+++ SUPPLIED DATA +++
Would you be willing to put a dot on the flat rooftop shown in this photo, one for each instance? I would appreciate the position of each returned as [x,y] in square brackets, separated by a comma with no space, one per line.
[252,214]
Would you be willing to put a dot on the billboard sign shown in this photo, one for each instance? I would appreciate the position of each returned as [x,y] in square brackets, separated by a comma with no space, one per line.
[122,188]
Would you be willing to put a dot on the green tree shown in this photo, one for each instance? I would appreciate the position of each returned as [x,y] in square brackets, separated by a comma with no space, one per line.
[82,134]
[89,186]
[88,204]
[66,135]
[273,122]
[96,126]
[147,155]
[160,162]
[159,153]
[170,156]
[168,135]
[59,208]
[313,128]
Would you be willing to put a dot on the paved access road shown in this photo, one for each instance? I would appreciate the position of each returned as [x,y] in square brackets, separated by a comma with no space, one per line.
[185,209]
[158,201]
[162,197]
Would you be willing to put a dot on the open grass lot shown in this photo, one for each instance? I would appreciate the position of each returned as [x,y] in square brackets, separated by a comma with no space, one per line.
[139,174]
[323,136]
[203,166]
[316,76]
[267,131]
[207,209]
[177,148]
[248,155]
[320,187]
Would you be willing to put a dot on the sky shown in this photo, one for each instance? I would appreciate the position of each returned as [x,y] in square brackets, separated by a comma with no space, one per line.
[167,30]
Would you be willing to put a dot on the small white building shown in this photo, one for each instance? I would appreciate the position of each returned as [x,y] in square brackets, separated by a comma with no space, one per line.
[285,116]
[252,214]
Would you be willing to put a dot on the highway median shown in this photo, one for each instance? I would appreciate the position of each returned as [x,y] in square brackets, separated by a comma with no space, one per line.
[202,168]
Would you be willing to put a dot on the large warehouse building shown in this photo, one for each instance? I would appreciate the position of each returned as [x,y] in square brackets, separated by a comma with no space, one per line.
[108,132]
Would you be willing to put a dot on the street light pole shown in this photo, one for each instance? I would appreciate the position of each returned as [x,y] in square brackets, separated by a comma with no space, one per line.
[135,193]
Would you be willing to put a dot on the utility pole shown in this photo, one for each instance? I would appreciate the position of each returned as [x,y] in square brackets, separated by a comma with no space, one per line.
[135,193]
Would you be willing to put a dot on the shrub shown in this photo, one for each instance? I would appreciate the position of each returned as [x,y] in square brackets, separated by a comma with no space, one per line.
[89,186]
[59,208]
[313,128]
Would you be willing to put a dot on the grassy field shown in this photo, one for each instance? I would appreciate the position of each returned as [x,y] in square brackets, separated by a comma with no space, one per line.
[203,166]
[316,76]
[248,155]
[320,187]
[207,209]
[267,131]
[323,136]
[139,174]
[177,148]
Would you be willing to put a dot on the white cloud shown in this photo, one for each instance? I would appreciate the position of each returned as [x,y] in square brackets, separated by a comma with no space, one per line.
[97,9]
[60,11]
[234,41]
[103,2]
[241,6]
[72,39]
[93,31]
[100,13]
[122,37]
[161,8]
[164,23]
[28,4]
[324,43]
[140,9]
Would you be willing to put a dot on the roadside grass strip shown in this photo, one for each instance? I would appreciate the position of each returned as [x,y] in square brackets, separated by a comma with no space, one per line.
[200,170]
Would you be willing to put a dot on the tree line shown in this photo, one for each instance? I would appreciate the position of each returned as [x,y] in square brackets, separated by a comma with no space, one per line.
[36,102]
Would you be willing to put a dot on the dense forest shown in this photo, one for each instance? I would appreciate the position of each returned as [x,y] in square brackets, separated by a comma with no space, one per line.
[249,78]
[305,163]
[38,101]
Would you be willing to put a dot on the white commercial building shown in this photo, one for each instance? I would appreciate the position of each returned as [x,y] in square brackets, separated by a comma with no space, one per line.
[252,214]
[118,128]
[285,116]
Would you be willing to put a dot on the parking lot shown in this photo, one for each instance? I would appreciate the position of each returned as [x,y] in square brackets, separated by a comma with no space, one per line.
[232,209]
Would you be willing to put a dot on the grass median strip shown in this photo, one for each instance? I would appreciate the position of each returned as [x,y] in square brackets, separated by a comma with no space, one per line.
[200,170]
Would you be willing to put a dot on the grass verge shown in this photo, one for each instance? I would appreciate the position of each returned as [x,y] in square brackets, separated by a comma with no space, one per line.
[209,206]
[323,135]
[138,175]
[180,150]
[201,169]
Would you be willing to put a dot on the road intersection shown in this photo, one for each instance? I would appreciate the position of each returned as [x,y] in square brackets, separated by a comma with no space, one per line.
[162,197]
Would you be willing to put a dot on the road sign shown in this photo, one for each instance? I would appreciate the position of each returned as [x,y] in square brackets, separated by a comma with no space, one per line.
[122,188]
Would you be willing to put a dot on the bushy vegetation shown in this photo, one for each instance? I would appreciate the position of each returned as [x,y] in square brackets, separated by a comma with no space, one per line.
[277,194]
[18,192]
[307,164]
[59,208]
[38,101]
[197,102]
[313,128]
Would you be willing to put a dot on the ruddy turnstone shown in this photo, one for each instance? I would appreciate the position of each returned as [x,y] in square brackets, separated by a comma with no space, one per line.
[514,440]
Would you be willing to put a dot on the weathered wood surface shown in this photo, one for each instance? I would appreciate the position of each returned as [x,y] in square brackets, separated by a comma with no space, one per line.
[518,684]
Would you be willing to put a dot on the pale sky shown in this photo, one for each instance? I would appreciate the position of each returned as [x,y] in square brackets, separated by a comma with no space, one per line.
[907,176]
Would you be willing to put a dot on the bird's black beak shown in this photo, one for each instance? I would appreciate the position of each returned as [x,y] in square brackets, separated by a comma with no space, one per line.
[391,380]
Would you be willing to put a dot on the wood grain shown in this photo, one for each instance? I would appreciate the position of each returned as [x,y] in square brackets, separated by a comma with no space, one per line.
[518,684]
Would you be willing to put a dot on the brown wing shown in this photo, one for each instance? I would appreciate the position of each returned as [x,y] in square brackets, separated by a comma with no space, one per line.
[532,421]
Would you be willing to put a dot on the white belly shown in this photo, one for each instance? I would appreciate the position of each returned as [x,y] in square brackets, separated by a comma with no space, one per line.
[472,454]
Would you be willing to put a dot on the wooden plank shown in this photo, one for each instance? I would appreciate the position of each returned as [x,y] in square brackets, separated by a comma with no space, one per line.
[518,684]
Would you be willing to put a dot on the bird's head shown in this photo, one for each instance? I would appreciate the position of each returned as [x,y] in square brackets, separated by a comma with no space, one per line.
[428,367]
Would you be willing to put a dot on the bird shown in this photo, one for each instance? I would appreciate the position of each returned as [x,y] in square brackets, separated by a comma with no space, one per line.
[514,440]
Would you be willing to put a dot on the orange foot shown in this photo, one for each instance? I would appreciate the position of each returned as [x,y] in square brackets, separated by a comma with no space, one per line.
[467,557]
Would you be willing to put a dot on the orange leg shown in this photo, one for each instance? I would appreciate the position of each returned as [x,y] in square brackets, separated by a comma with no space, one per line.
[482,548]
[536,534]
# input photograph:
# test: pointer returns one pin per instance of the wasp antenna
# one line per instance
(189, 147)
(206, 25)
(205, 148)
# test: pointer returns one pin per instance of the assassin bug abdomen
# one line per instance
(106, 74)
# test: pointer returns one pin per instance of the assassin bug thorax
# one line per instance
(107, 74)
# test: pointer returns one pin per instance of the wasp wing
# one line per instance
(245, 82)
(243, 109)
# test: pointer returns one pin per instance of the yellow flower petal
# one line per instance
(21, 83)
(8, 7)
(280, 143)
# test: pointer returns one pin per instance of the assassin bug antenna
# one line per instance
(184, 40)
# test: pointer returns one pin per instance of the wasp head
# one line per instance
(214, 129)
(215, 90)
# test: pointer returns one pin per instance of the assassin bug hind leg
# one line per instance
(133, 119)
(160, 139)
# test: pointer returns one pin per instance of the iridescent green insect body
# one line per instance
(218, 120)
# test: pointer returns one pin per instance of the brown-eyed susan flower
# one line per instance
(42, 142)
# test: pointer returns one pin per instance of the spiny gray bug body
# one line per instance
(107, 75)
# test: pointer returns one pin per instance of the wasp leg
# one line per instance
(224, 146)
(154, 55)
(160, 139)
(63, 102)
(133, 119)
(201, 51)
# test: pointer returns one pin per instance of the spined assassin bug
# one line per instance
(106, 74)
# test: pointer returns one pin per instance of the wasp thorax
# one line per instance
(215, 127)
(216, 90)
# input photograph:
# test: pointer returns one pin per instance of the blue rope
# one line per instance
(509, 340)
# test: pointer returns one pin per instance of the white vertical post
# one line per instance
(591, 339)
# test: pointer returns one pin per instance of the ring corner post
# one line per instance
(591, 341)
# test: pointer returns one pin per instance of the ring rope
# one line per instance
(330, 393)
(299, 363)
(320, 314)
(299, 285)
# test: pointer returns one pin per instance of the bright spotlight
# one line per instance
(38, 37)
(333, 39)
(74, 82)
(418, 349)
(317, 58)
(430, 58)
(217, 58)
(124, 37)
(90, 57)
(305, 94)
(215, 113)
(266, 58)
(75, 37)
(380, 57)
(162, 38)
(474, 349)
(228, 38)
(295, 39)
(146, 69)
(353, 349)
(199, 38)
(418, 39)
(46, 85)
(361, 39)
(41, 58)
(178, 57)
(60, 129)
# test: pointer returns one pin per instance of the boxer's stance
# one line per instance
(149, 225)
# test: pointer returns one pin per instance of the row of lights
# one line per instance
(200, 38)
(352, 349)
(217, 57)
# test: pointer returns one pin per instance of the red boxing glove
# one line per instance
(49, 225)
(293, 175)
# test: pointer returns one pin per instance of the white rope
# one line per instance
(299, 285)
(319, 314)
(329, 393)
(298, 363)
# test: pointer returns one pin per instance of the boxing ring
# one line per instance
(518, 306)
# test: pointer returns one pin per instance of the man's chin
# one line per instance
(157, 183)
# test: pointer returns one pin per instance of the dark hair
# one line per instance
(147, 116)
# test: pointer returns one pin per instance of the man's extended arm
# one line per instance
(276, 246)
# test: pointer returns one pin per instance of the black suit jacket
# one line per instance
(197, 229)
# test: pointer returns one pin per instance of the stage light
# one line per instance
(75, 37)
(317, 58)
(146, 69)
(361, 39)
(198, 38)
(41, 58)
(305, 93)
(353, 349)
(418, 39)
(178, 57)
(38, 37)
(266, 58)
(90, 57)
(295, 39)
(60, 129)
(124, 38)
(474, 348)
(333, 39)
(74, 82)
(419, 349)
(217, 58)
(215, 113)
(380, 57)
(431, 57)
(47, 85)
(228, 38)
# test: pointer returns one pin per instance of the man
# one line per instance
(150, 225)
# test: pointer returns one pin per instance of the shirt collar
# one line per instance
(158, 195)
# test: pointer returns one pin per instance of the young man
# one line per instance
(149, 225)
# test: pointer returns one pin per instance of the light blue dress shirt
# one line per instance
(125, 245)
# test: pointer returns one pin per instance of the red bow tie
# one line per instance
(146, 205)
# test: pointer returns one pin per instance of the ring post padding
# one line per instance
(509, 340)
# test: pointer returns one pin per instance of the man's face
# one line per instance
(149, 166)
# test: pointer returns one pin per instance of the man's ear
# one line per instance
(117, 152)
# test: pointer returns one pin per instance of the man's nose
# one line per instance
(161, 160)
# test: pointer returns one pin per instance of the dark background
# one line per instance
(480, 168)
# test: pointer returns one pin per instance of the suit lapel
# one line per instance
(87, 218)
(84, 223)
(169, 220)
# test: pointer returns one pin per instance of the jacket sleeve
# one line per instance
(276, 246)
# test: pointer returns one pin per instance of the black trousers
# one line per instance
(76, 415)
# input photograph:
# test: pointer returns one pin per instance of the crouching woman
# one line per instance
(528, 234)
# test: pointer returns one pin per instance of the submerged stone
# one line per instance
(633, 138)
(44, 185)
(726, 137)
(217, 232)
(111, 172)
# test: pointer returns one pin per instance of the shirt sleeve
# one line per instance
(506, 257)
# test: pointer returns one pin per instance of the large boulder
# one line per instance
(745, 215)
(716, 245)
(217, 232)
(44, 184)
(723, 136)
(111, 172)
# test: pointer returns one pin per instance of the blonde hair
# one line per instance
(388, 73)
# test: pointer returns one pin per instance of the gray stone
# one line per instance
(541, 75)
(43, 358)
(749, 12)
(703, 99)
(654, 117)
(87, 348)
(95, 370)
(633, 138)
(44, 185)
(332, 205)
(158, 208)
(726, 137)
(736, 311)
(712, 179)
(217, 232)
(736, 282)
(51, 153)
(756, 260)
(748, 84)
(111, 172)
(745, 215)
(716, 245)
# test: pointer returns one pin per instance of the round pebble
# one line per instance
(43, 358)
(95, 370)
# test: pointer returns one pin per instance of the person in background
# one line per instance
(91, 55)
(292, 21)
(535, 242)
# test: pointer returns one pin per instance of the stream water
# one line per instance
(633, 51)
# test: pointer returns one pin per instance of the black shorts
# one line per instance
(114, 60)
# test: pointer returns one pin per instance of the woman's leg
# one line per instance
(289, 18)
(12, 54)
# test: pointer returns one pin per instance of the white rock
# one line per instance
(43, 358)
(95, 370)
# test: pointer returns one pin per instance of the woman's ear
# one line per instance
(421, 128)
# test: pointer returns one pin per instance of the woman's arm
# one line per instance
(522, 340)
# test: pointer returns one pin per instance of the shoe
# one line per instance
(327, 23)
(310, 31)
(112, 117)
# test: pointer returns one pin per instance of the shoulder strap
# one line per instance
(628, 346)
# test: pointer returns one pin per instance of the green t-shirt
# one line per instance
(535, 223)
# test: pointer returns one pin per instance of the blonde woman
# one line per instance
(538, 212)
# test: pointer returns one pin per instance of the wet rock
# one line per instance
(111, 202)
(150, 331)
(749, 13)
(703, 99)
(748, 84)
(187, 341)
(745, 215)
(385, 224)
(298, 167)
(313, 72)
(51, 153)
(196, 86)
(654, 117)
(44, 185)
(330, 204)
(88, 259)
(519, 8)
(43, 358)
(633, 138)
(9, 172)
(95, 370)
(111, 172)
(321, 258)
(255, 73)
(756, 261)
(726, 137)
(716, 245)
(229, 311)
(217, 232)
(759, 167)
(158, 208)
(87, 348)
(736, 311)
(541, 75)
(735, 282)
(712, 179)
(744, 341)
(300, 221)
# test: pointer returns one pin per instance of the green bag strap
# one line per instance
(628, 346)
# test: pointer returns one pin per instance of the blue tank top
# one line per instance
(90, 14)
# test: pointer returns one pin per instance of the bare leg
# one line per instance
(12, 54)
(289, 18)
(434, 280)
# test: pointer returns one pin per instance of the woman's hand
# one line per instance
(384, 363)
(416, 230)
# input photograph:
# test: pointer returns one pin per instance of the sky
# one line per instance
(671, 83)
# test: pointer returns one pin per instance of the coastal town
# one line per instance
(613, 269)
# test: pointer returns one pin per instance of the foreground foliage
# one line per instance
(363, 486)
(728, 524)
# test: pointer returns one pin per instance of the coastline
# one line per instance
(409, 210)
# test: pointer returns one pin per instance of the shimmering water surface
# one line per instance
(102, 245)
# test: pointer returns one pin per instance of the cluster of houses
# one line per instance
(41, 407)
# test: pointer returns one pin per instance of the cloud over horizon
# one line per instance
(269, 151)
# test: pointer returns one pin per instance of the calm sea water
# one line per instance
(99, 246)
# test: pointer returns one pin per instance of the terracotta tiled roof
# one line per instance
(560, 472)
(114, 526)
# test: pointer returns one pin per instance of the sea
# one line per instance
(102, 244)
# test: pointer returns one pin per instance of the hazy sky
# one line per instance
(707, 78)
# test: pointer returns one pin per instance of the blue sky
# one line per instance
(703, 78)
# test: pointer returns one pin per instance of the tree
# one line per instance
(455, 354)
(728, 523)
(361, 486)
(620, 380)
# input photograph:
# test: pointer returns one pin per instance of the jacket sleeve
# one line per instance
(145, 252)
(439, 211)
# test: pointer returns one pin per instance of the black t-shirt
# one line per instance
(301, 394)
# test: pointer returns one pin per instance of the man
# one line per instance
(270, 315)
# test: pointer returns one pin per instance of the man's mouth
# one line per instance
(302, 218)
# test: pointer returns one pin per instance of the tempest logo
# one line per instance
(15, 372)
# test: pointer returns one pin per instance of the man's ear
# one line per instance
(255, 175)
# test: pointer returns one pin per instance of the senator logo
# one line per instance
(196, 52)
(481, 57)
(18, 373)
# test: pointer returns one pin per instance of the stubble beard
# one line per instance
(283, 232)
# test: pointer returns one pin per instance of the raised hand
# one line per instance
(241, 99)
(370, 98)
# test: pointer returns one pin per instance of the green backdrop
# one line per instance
+++
§ ACTIVITY
Show all lines from the entries that hold "thorax".

§ EXPECTED ANSWER
# test: pointer returns one pin per instance of the assassin bug thorax
# test: pointer returns one pin per instance of the wasp thorax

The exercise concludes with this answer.